--- Opdrachten ---
A: Herhaal woord voor woord het stuk uit de uitspraak over de subsidie van "2.8 De rechtbank" tot "een publiekrechtelijke rechtshandeling.".
B: Vertaal deze zin uit de uitspraak over de subsidie in het Engels: "De rechtbank ziet zich allereerst gesteld voor de vraag of dit beroep ontvankelijk is."
C: Pak de uitspraak over de subsidie op na de laatste zin en schrijf die verder.

--- Documenttekst ---
· · · · ·
2.7 Gelet op het vorenstaande is dit beroep ongegrond. Voor een proceskostenveroordeling bestaat geen aanleiding.
2.8 De rechtbank ziet zich allereerst gesteld voor de vraag of dit beroep ontvankelijk is.
2.9 Ingevolge artikel 1:3, eerste lid, van de Awb wordt onder een besluit verstaan: een schriftelijke beslissing van een bestuursorgaan, inhoudende een publiekrechtelijke rechtshandeling.
2.10 Dit beroep is gericht tegen de brief van het college van 1 december 2011 met de daarbij gevoegde programmabegroting voor 2012 - 2015. In de brief wordt door het college medegedeeld dat de raad bij het vaststellen van de programmabegroting voor 2012-2015 heeft besloten de subsidie aan eiseres gefaseerd te verlagen.
2.11 De rechtbank is van oordeel dat de brief van 1 december 2011 niet als besluit kan worden aangemerkt. De brief is louter informatief van aard en informeert over de besluitvorming die door de raad heeft plaatsgevonden.
2.12 Voor zover het beroep geacht moet worden te zijn gericht tegen de door de raad vastgestelde programmabegroting - die volgens het college strikt genomen alleen voor het jaar 2012 is opgesteld - oordeelt de rechtbank als volgt. Gelet op de uitspraak van de Afdeling van 23 mei 2007 (LJN: BA5511) is het al dan niet beschikbaar stellen van budget voor bepaalde posten in het kader van de begrotingsbehandeling door de gemeenteraad in beginsel niet gericht op rechtsgevolg ten aanzien van mogelijke belanghebbenden bij die beschikbaarstelling, zodat een dergelijke beslissing in beginsel dan ook geen besluit in de zin van artikel 1:3, eerste lid, van de Awb behelst, waartegen ingevolge artikel 8:1, eerste lid, gelezen in samenhang met artikel 7:1, eerste lid, van de Awb, bezwaar openstaat. Onder bijzondere omstandigheden kan uit een kostenpost op de begroting een verlening van subsidie worden afgeleid, wanneer een subsidieontvanger daarin met naam en subsidiebedrag wordt vermeld. Daarvan is in dit geval geen sprake. Ook de programmabegroting kan derhalve niet als besluit als bedoeld in artikel 1:3 van de Awb worden aangemerkt.
· · · · ·
[Items uit de dataset]
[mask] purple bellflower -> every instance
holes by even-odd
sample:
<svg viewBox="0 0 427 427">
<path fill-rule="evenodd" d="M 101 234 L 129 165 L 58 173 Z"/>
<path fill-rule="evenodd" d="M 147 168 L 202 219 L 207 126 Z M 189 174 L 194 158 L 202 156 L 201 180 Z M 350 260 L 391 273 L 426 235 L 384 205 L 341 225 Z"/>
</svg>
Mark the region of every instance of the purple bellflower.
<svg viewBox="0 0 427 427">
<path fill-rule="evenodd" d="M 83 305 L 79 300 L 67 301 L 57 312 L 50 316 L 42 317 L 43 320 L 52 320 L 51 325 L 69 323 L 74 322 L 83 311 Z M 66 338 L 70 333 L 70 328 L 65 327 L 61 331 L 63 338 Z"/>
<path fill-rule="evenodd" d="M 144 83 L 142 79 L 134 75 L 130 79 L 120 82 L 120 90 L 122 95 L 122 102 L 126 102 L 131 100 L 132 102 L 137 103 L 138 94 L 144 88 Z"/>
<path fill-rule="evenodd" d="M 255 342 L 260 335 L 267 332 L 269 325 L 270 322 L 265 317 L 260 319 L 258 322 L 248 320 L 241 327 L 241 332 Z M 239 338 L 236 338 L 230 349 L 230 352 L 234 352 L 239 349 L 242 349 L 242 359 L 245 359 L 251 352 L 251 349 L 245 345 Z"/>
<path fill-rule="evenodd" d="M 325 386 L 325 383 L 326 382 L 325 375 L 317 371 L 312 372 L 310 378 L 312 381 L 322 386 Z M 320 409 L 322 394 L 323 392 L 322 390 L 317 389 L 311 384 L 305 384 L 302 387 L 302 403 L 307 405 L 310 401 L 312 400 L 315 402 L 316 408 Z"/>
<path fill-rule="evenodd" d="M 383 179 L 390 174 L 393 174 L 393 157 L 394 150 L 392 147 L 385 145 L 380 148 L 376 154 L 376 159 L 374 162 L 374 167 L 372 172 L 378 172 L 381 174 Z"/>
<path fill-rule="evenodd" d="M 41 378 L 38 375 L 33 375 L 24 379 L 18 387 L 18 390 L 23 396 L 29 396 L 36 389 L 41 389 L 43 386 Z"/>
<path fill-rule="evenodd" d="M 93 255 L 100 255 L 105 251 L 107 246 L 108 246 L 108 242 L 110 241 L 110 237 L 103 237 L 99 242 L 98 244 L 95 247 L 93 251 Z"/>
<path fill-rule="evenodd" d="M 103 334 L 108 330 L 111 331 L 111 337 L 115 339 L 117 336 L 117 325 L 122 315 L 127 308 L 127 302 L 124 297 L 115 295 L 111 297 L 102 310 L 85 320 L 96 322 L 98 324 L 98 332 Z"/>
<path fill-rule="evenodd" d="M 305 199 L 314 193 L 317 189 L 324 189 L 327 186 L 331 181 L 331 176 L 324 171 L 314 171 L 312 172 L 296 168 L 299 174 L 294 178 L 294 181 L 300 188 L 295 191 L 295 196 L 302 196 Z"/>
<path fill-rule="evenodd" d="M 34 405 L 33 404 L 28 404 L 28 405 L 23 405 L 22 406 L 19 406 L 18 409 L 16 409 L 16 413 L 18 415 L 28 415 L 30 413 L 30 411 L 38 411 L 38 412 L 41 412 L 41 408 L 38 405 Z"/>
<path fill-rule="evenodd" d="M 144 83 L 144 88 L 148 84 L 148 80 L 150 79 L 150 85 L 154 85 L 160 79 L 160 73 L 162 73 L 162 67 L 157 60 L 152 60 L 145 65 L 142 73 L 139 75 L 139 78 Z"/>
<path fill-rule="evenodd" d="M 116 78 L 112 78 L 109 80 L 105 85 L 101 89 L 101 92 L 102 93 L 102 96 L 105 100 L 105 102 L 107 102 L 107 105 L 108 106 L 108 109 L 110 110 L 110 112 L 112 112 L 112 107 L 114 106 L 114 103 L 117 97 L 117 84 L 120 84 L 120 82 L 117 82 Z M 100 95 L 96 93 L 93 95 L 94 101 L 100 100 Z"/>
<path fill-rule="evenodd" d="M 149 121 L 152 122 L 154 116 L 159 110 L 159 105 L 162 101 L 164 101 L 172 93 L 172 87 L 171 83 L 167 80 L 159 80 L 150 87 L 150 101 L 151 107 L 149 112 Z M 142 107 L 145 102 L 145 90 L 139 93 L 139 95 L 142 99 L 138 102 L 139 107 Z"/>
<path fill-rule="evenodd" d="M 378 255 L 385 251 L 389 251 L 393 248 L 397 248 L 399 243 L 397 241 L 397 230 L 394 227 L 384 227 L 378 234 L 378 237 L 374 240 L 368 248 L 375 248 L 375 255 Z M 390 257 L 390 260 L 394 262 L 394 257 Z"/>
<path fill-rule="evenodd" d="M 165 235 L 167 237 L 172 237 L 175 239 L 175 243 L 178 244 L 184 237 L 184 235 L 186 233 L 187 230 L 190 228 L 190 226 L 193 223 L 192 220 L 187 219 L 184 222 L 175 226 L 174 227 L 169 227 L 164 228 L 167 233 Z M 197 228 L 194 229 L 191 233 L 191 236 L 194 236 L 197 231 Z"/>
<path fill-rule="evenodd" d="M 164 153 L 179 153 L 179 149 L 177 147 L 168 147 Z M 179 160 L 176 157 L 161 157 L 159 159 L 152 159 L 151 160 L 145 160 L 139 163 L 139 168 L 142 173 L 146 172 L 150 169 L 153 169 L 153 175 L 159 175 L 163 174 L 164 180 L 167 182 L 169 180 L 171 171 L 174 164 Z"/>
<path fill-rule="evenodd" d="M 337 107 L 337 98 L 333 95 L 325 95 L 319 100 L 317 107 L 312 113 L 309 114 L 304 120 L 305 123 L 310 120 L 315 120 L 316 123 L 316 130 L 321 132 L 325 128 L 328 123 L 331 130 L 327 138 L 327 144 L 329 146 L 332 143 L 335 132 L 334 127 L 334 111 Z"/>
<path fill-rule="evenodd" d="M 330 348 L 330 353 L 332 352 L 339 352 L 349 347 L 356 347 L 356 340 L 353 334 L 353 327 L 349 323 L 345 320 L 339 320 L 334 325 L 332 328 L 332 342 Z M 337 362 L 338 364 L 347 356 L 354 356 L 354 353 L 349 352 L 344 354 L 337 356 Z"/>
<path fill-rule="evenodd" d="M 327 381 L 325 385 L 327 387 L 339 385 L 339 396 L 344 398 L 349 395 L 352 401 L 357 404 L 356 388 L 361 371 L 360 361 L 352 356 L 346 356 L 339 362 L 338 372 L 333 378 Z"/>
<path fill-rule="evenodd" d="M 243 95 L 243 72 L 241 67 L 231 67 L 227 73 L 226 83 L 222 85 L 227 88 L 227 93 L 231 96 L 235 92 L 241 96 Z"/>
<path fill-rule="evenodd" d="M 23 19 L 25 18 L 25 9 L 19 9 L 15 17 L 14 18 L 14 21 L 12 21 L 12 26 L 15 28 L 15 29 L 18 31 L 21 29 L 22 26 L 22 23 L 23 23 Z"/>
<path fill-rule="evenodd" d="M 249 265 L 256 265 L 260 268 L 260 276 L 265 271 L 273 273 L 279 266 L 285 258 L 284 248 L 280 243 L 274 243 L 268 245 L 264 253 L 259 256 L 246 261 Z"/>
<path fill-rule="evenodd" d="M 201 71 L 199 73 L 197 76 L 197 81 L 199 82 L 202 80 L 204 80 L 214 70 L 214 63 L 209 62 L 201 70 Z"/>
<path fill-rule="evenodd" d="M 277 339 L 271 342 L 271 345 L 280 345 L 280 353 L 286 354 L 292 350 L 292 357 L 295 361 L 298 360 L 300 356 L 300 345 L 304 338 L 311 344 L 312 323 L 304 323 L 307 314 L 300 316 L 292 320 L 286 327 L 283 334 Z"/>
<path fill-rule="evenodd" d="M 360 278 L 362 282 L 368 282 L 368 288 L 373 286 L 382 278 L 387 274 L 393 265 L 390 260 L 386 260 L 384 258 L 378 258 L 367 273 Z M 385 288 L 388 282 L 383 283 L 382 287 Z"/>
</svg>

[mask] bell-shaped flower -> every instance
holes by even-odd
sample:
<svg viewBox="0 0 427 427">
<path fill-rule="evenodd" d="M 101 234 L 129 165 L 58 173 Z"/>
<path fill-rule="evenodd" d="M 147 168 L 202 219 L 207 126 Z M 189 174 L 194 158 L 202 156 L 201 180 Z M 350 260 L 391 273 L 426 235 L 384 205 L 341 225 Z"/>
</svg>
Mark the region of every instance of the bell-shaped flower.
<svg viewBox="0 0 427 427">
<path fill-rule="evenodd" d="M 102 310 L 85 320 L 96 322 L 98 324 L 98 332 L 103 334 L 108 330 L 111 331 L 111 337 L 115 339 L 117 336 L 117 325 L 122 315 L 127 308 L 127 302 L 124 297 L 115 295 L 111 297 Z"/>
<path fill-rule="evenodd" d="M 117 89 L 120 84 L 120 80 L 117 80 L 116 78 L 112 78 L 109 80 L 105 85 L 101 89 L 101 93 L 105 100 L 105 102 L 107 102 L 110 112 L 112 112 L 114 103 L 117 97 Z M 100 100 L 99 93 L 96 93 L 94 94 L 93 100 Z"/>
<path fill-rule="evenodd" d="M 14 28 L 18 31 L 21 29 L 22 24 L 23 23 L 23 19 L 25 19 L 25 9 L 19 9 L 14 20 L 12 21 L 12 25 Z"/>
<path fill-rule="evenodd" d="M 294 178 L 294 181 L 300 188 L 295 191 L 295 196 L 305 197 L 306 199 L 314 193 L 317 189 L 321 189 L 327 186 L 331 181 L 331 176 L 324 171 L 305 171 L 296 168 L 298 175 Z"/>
· · · · ·
--- Resultaten per opdracht ---
A:
2.8 De rechtbank ziet zich allereerst gesteld voor de vraag of dit beroep ontvankelijk is.
2.9 Ingevolge artikel 1:3, eerste lid, van de Awb wordt onder een besluit verstaan: een schriftelijke beslissing van een bestuursorgaan, inhoudende een publiekrechtelijke rechtshandeling.

B: The court is first faced with the question of whether this appeal is admissible.

C:
2.13 Gelet op het vorenstaande is het beroep niet-ontvankelijk, nu het niet is gericht tegen een voor bezwaar en beroep vatbaar besluit.
De rechtbank:
3.1 verklaart het beroep met procedurenummer 12-64 ongegrond;
3.2 verklaart het beroep met procedurenummer 12-922 niet-ontvankelijk.
Deze uitspraak is gedaan door mr. G. Guinau, voorzitter van de meervoudige kamer, en mr. W.J. van Brussel en mr. drs. L. Beijen, leden, in tegenwoordigheid van R.I. ten Cate, griffier. De beslissing is in het openbaar uitgesproken op 4 juli 2012.
Rechtsmiddel
Tegen deze uitspraak staat hoger beroep open bij de Afdeling bestuursrechtspraak van de Raad van State, Postbus 20019, 2500 EA Den Haag. Het hoger beroep dient te worden ingesteld door het indienen van een beroepschrift binnen zes weken onmiddellijk liggend na de dag van verzending van de uitspraak door de griffier.